■ Teks Dokumen
════

Muhammad Rizal Al Farisi, 24, meyakini penyandang disabilitas juga memiliki kesempatan yang sama untuk belajar agama. Keyakinan bahwa keterbatasan tak menjadi halangan untuk membaca Alquran itu mendorongnya menjadi guru ngaji sejak setahun terakhir.
AIMATUL FAUZIYAH, Tuban
MENGAJAR ngaji orang normal mungkin sudah banyak dilakukan. Tapi pengajar ngaji para penyandang disabilitas jumlahnya masih bisa dihitung jari.
Salah satunya adalah Rizal, sapaan akrab pemuda Desa Lerankulon, Kecamatan Palang yang sudah menjadi guru ngaji para tuna netra sejak Desember 2022 silam.
Keseriusan Rizal dalam menjalani kegiatan sosial itu diwujudkan dengan mendirikan komunitas belajar Alquran, sebuah gerakan untuk pengajar Alquran bagi tuna netra.
Sulitnya menjaring guru ngaji yang bisa membaca dan mengajarkan huruf braille itu terlihat dari anggota komunitas yang hanya beranggotakan empat orang.
Mendirikan komunitas mengaji bagi penyandang disabilitas ini bermula dari keprihatinan Rizal minimnya literasi huruf hijaiyah braille.
Lulusan Institut Islam Manba’ul Ulum Surakarta ini menjelaskan, kegiatan mengajar disabilitas sebenarnya sudah dilakukan sejak 2015. Namun saat itu, aktivitas mengajar para tuna netra hanya dilakukan bulan Ramadan.
Pada 2017, kegiatan belajar mengaji mulai dilakukan dua bulan sekali. Merasa hasilnya masih belum maksimal, Rizal mulai menjalin komunikasi hingga disepakati kerja sama dengan Takmir Masjid Darussalam Tuban sejak Oktober 2022.
‘’Kegiatan tersebut akhirnya dilakukan setiap Sabtu, Alhamdulillah rutin hingga saat ini,” ucap dia.

════

Entri anotasi koordinat
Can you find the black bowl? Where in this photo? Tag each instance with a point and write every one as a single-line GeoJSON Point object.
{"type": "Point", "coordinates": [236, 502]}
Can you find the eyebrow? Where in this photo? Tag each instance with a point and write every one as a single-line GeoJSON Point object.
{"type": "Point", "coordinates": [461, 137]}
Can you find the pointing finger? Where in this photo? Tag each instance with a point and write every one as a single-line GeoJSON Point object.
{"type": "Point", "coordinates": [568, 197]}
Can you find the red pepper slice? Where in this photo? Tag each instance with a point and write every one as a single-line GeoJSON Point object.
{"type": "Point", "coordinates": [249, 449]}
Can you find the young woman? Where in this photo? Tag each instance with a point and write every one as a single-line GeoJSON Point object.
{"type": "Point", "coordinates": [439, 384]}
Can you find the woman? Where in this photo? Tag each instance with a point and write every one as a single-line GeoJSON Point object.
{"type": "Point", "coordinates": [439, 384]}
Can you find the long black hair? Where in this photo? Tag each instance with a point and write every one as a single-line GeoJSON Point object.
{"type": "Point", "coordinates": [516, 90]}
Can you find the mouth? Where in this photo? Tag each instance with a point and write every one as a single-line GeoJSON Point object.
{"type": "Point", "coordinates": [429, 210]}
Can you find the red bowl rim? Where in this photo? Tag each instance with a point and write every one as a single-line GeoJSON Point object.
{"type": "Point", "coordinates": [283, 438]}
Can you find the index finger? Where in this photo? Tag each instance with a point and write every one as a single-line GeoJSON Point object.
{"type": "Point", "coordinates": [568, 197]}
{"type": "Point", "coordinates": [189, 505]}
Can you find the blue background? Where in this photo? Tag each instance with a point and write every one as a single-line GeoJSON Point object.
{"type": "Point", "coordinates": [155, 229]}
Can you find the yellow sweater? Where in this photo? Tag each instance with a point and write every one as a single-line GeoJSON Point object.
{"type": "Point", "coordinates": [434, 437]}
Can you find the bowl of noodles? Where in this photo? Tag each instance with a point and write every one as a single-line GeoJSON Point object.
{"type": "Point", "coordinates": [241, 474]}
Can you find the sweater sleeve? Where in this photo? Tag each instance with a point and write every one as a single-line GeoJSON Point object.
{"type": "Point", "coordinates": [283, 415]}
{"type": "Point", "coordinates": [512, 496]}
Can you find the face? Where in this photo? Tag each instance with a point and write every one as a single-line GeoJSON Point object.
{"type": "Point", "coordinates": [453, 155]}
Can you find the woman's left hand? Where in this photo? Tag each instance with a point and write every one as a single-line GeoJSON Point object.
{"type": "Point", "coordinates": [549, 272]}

════

■ Arahan Tugas 1
Laporkan setiap baris catatan yang memuat kata "black" dengan menyalinnya secara utuh. Perbedaan huruf besar dan huruf kecil diperhitungkan.
■ Arahan Tugas 2
Teruskan teks tentang Rizal, guru ngaji bagi tuna netra, mulai dari kalimat sesudah kalimat terakhirnya.

■ Jawaban Benar 1
Can you find the black bowl? Where in this photo? Tag each instance with a point and write every one as a single-line GeoJSON Point object.
Can you find the long black hair? Where in this photo? Tag each instance with a point and write every one as a single-line GeoJSON Point object.

■ Jawaban Benar 2
Rizal bersama dengan tiga temannya saat ini mengajar Alquran kepada 25 disabilibitas dengan penglihatan terbatas.
Para tuna netra itu dituntun untuk membaca Alquran dengan baik dan benar.
‘’Yang paling banyak dari Kecamatan Tuban dan Palang. Sebagian dari dari Semanding, Senori, Kerek, Tambakboyo, Grabagan, dan Bancar,” jelasnya.
Rizal mengatakan, ada tata cara untuk mengajar disabilitas dengan cara efektif. Seperti satu pengajar tidak bisa memegang lebih dari 5 orang secara langsung.
Tantangan lain selama mengajar adalah transportasi untuk ke lokasi belajar. Baik untuk pelajar maupun pengajar.
Apalagi para pelajar berasal dari berbagai kecamatan. Sehingga, mereka kesulitan untuk rutin datang ke tempat belajar.
Putra dari Siti Munikah ini mengatakan, kegiatan sosial tersebut masih swadaya anggota komunitas tanpa ada dukungan dari pemerintah daerah.
‘’Semua kami upayakan sendiri dengan teman dan keluarga saya,” tuturnya.
Rizal mengatakan, target waktu yang diberikan untuk belajar Alquran para disabilitas berbeda sesuai dengan usia dan kemampuan. Apalagi yang mengikuti pembelajaran Alqur’an mulai usia 7 hingga 55 tahun.
‘’Kami targetkan agar para murid yang sudah fasih membaca Alquran bisa mengajarkan kepada teman yang lain,” tandasnya. (*/yud)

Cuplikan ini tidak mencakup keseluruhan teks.